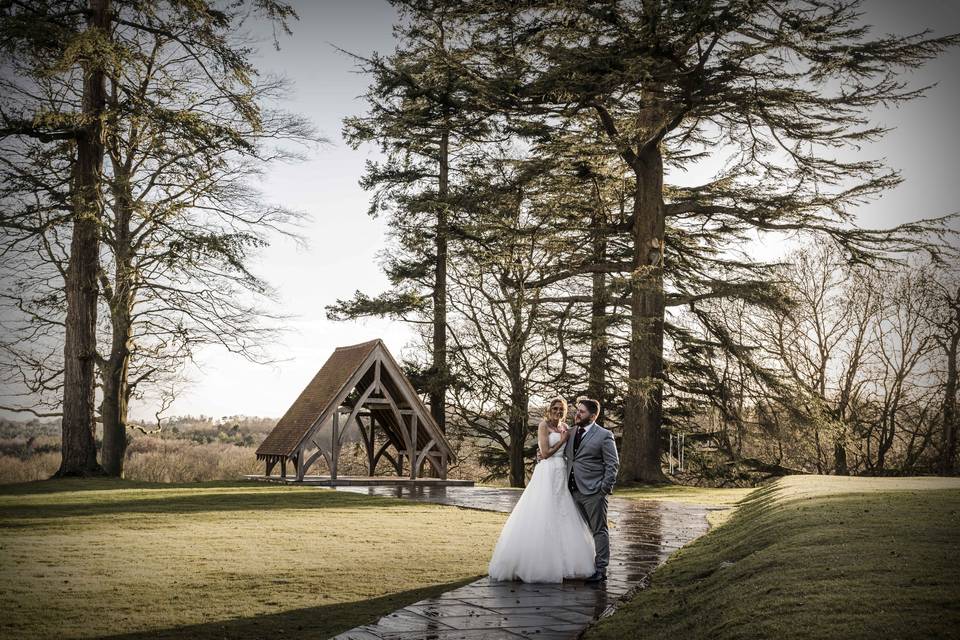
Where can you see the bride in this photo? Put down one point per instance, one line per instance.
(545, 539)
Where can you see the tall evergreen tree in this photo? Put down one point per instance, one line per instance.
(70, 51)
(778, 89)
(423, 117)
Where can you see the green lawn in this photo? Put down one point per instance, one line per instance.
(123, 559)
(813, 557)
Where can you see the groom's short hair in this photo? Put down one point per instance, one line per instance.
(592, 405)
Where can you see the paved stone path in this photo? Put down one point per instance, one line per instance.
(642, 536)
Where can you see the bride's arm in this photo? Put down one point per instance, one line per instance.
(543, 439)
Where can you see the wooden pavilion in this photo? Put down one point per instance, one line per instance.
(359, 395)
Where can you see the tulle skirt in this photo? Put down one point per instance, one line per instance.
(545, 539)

==

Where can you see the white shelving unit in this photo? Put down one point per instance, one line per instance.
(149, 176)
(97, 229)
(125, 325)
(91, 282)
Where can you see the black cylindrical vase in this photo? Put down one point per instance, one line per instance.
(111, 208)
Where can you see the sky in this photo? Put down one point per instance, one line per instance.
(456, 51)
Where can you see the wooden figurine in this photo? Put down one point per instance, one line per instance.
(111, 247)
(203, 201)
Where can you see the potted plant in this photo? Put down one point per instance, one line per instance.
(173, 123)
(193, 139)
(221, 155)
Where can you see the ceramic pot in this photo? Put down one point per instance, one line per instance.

▶ _GIVEN PROBLEM_:
Gather every line of the records above that contains the word "wooden", copying each line in full.

▶ _EXPECTED ANSWER_:
Where can you see the wooden pavilion in this photo? Put down one point per instance, one line per instance.
Where can you see the wooden figurine in this photo? Put down one point per instance, one line per instance.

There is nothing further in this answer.